**To do**
Output only this range of the data below: the line that contains "range in the photo above." through the final line, both ends included, each retyped exactly.

Referring expression pointing data
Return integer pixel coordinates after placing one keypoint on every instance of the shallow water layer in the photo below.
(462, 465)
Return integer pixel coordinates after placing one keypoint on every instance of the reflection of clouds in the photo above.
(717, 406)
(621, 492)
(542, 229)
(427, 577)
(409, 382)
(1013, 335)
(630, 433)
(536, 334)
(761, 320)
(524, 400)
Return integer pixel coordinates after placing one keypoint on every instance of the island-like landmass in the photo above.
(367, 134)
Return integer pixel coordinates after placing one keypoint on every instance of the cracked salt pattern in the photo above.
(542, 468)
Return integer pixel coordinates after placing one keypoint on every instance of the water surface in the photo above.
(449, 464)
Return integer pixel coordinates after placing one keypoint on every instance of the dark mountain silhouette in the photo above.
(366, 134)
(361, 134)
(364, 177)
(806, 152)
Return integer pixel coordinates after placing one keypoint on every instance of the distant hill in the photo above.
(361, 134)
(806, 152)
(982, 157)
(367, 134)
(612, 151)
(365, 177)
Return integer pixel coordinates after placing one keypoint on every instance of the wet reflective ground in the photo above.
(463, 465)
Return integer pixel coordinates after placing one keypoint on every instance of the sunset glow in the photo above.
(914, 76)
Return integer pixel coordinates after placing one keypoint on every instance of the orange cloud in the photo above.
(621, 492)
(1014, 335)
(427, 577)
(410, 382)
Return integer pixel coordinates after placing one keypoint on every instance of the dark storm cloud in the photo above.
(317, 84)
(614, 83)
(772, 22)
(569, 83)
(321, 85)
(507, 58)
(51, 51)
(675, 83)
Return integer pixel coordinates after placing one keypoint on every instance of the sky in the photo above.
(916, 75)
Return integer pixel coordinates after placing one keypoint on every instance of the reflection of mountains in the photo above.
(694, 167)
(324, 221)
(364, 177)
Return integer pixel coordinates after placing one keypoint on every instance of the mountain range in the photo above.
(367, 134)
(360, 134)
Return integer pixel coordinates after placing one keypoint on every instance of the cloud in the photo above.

**Result for this exercise**
Return integer pixel coordinates after placing one keypoint on every instance of the mountain range in the photo above.
(367, 134)
(360, 134)
Return integer pixel coordinates after placing one keypoint on every instance of the cloud in the photo above.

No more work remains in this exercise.